Let’s us show how we can program the audio device using C instead of direct assembly. We can declare pointers to the various registers and use those to read and write them. Here, we will use a structure definition for our code to be more readable and manageable. The following structure definition can be used to access the various registers:

 

struct audio_t {

      volatile unsigned int control;

      volatile unsigned char rarc;

      volatile unsigned char ralc;

      volatile unsigned char wsrc;

      volatile unsigned char wslc;

      volatile unsigned int ldata;

      volatile unsigned int rdata;

};

 

struct audio_t *const audiop = ((struct audio_t *)0xff203040);

 

The control register and the FIFO access registers are all defined as unsigned integers which we know map to words (32b) in our system. We define the fifospace fields separately using char fields instead of  a  single int. Since our CPU is little endian, the first byte corresponds to rarc and the last to walc.

 

The next statement declares audiop as a pointer of constant value which points to the base address of the audio device. The table below lists the offsets relative to the base address accessing of the fields will generate:

Field

Offset

audiop->control

+0

audiop->rarc

+4

audiop->ralc

+5

audiop->wsrc

+6

audiop->wslc

+7

audiop->ldata

+8

audiop->rdata

+12

 

Audio Output

 

Let us first see how we can output audio. Here’s a C function that outputs a waveform of n sample on both output channels. The for loop repeats until all n samples have been sent the audio device. It uses polling to check whether there is space available on the output FIFOs. Any time space is available it places a sample value by copying it twice, once per channel. The outer for loop repeats until all n samples have been sent.

 

void

audio_tone(int n) {

            int i, s = 0;

 

            audiop->control = 0x8; // clear the output FIFOs

            audiop->control = 0x0; // resume output conversion

            for (i = 0; i < n; i++) // out n samples

              // output data if there is space in the output FIFOs

              if ((audiop->wsrc != 0) && (audiop->wslc != 0)) {

                  audiop->ldata = s;

                  audiop->rdata = s;

                  s = sample_next(s); // get next sample of sawtooth waveform

              }

}     

 

The sample_next() helper function generate the samples of a sawtooth wave form. It takes a single parameter sample_c, which is the current sample value, and returns the next in the sequence sample for the desired waveform. In our case it generates the following sample sequence, 0, S, 2S, 3S, 4S, SMAX, SMIN, SMIN+S, SMIN+2S, …, 0, S, 2S, … and so on. S = SAWTOOTH_STEP, SMIN = SAWTOOTH_MIN, SMAX=SAWTOOTH_MAX constants as defined below. This is a helper function and could be replaced with any other. Our focus here is on the way we communicate with the audio device above.

 

Since the output channels perform conversion in parallel, and since we are placing a value in both of them at the same time, suffices to check one of the occupancy counters:

 

void

audio_tone(int n) {

            int i, s = 0;

 

            audiop->control = 0x8; // clear the output FIFOs

            audiop->control = 0x0; // resume output conversion

            for (i = 0; i < n; i++) // out n samples

              // output data if there is space in the output FIFOs

              if (audiop->wsrc !=0) {

                  audiop->ldata = s;

                  audiop->rdata = s;

                  s = sample_next(s); // get next sample of sawtooth waveform

              }

}     

 

The function below playsback the samples stored in an array. It assumes that the array contains samples for monophonic sound and copies the same sample to both channels at the same time.

[Extracted records]
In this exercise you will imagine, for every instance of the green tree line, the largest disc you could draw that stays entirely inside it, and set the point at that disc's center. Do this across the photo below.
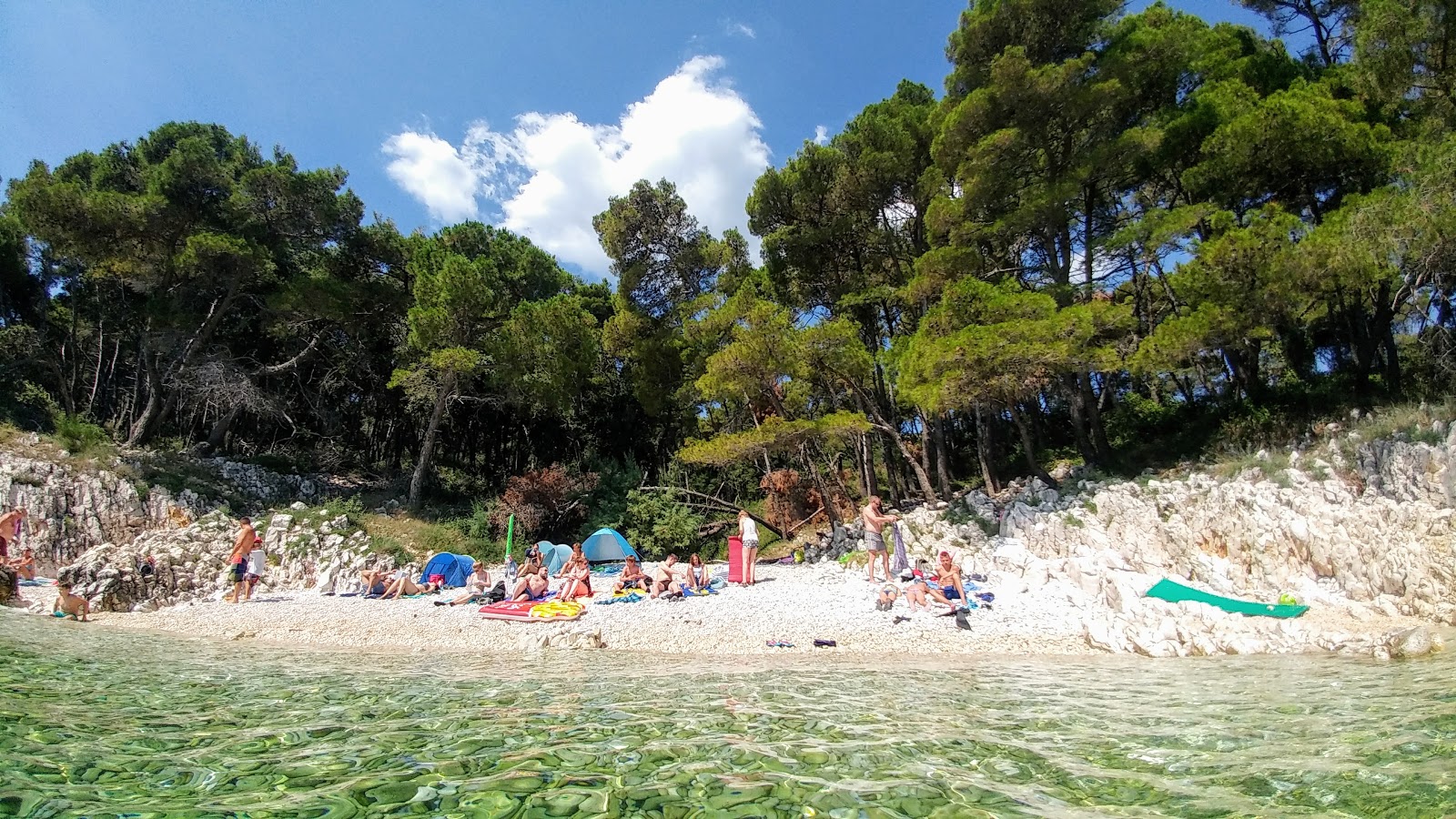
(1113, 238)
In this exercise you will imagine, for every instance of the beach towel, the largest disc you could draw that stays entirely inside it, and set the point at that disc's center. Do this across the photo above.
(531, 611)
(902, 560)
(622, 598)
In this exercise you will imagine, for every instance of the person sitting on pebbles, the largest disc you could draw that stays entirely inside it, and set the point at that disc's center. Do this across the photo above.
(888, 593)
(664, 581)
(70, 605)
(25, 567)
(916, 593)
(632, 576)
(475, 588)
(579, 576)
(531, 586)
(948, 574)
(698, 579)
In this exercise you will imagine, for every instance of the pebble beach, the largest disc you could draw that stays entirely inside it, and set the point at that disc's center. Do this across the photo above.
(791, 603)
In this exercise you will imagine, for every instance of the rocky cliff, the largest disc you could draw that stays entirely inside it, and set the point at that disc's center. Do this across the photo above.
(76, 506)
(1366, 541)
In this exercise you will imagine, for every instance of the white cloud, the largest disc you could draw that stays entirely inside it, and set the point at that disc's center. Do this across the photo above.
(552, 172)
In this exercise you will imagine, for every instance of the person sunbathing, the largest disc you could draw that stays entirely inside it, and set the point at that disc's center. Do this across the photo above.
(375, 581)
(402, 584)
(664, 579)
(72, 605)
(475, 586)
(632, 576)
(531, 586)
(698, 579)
---
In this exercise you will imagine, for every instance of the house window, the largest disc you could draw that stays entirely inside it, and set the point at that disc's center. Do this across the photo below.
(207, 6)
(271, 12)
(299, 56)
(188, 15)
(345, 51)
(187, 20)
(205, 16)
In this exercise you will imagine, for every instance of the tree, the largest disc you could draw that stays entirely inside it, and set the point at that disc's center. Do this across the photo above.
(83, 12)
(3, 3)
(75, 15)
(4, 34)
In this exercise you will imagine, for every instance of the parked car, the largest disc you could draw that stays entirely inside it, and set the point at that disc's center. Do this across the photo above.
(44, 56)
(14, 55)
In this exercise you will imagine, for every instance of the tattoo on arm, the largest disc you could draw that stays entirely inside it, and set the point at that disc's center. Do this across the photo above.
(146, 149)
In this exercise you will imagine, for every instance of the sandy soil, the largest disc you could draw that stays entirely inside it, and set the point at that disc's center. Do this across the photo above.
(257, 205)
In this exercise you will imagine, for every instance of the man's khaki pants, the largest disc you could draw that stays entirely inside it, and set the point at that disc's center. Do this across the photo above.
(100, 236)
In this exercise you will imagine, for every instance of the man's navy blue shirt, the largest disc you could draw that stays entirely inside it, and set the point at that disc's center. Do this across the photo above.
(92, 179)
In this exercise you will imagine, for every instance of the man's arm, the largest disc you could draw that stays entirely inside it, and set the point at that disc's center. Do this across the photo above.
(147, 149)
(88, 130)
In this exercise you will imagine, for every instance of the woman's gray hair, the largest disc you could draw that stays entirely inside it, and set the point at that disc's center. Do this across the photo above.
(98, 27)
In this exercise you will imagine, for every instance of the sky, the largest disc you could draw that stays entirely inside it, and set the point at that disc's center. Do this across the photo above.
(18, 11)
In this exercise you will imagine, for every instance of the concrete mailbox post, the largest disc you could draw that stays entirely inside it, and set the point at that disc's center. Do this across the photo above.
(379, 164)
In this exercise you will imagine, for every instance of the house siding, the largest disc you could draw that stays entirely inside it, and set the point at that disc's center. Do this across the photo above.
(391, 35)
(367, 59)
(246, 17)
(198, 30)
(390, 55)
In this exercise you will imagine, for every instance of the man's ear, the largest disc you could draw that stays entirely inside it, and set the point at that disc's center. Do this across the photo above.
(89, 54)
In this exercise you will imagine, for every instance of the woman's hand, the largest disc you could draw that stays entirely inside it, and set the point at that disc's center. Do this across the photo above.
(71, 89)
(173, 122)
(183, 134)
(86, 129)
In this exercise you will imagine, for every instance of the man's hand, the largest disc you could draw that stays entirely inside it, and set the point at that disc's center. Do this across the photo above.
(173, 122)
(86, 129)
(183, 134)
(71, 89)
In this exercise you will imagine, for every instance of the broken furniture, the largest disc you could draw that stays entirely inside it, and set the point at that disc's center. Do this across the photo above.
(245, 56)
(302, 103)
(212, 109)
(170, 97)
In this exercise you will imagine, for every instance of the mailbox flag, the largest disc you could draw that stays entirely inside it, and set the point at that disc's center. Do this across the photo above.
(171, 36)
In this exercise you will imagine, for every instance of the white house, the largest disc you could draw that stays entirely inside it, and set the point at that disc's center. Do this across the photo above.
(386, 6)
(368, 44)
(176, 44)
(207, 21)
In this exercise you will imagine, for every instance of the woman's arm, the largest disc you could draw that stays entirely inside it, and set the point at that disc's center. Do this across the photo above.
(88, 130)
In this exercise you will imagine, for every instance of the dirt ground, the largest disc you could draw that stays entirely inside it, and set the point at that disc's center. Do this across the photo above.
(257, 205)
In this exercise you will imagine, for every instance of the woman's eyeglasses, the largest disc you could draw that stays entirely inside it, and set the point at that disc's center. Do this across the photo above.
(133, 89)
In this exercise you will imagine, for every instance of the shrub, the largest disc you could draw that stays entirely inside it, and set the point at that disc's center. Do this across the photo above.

[Your tasks]
**A.** Reproduce the passage from the page on programming the audio device in C, starting with "Audio Output" and going on through "have been sent.".
**B.** Summarize the page on programming the audio device in C in two sentences.
**C.** Go on with the page on programming the audio device in C from where it stops.

[The replies]
**A.**
Audio Output

 

Let us first see how we can output audio. Here’s a C function that outputs a waveform of n sample on both output channels. The for loop repeats until all n samples have been sent the audio device. It uses polling to check whether there is space available on the output FIFOs. Any time space is available it places a sample value by copying it twice, once per channel. The outer for loop repeats until all n samples have been sent.

**B.** The page shows how to program the audio device in C by defining a structure whose fields map to the control register, the fifospace fields and the FIFO access registers, and by declaring a constant pointer to the device's base address. It then gives a function that clears the output FIFOs and polls for space before writing each sawtooth sample to both output channels, and it notes that checking one occupancy counter is enough because both channels convert in parallel.

**C.**
 

void

audio_playback_mono(int *samples, int n) {

            int i;

 

            audiop->control = 0x8; // clear the output FIFOs

            audiop->control = 0x0; // resume input conversion

            for (i = 0; i < n; i++) { // output a sample per iteration

              // wait until there is space at the output FIFOs

              while (audiop->wsrc == 0);

              audiop->ldata = samples[i];

              audiop->rdata = samples[i];

             }

}     

 

An example of what the samples[] array could be follows. It’s just an array of 32b integers.

 

int samples[] = {

0xfffbeb96, 0xffb2de9b, 0xffd2add6, 0x0030bc7c,

0x002dab2e, 0x0063c21d, 0x004a0e3e, 0xfff5ede4,

0x004ed094, 0x008c65d8, 0x0075a7fc, 0x009e4ffe,

...

};

 

int samples_n = some number; // how many samples are in the array

 

 

Record and Playback

We present two functions that respectively record and playback BUF_SIZE audio samples from both channels. The function, audio_record() reads the samples from the input channels and copies them into the following two buffers in memory. The second function, audio_playback() reads the samples from these buffers and copies them to the output buffers. Both channels operate in parallel and are being read and written at the “same time”.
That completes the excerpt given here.